THE TASK: Turn the items into a numbered list, from the line containing "Study the photograph above. For every instance of the exposed" through the last line of the items, both included. Skip any blank lines.

GIVEN INFORMATION:
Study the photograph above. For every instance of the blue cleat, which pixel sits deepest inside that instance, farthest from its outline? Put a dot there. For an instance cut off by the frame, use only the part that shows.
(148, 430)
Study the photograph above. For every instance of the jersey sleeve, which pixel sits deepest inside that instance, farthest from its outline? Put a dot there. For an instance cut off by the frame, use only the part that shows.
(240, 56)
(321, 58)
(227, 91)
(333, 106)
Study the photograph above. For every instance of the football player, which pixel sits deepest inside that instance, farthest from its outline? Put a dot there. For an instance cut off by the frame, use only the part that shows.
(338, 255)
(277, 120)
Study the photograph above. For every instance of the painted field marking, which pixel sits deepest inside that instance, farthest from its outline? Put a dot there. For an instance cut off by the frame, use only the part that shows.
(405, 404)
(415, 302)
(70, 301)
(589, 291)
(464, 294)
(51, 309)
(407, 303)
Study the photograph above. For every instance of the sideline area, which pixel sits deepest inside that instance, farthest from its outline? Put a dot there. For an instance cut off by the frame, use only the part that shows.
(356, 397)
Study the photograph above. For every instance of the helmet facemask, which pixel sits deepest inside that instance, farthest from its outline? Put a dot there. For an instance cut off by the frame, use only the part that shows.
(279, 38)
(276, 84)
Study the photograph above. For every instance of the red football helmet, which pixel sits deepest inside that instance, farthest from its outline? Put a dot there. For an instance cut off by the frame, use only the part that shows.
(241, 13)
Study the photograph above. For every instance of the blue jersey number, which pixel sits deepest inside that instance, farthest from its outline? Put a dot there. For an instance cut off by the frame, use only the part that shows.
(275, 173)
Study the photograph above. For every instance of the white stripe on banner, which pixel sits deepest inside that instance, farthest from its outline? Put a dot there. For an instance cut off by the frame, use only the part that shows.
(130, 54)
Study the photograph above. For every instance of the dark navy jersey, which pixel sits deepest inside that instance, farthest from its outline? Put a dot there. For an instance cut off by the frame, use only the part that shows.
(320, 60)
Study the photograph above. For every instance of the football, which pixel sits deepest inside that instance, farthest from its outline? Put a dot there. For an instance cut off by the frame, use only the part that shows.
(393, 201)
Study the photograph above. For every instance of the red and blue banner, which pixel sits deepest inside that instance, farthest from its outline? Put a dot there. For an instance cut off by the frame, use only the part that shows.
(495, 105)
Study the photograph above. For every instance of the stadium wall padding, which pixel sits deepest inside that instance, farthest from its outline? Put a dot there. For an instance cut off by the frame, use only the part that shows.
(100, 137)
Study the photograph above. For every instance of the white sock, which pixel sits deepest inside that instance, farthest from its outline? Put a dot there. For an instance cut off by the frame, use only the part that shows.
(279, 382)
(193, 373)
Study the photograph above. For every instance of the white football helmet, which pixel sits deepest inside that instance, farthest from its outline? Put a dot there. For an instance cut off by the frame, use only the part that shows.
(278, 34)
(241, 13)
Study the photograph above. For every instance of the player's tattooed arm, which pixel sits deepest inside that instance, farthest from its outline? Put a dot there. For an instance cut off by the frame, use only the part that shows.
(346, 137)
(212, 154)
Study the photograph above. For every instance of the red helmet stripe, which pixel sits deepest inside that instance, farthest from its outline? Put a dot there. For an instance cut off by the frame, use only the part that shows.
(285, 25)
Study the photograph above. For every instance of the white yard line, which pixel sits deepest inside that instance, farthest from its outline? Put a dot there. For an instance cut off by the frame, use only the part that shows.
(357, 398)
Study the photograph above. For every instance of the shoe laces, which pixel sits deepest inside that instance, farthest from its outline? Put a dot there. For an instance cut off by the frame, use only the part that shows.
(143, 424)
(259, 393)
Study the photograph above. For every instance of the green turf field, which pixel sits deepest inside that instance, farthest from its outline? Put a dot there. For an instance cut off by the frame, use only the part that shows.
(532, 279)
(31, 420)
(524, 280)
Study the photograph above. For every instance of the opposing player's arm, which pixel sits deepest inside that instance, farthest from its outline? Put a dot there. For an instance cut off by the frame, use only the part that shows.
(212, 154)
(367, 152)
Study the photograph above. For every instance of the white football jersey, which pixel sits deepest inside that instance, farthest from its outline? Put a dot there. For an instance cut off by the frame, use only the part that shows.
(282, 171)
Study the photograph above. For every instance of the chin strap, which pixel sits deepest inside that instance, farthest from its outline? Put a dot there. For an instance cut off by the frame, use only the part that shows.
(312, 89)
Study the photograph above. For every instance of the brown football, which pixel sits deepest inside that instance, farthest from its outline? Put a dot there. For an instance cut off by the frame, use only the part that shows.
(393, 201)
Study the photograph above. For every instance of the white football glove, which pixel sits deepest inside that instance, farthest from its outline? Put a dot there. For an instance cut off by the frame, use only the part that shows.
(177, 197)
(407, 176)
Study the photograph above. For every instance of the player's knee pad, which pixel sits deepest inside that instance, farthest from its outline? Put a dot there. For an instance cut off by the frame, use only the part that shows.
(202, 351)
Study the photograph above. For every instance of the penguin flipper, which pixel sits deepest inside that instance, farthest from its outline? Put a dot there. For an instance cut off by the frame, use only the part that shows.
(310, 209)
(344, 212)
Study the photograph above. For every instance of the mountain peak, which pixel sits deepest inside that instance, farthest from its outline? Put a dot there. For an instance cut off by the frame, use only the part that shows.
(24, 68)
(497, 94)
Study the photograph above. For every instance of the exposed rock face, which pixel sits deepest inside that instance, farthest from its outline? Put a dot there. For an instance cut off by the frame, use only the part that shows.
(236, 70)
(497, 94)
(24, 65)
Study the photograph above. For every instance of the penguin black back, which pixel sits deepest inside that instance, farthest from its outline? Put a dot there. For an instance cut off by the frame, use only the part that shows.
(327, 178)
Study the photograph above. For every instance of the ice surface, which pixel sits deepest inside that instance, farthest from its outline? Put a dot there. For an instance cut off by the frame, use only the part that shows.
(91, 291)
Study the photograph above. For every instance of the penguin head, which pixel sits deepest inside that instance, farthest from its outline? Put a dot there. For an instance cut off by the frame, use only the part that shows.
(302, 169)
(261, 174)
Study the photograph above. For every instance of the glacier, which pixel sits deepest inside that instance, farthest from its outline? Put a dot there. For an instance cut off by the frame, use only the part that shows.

WRITTEN RESPONSE:
1. Study the photograph above. For every instance of the exposed rock face, which pixel sits deepest inside that instance, farthest from its outline? Put a dot there. For an instance cut off by the frame, use only the part that shows.
2. (236, 70)
3. (497, 94)
4. (24, 65)
5. Study the photograph above. For every instance of the penguin black back, which pixel sits deepest inside that instance, farthest from its outline? Put a dot there. For an instance cut off by the frame, use only the part that shows.
6. (327, 178)
7. Study the photograph above. For every instance of the ice surface, which pixel sits deepest inside that instance, farthest from its outline? Put a dot there. For an instance cut off by the frame, use only the part that shows.
8. (91, 291)
9. Study the photograph above. For every instance of the penguin head, which pixel sits deepest inside that instance, farthest from its outline? Put a dot there. For an instance cut off by the frame, use only the part that shows.
10. (302, 169)
11. (261, 174)
12. Study the photograph above. For every instance of the glacier, which pixel sits deepest inside that instance, farthest from its outline? Put a dot there. For an instance cut off by the frame, use only the part that shows.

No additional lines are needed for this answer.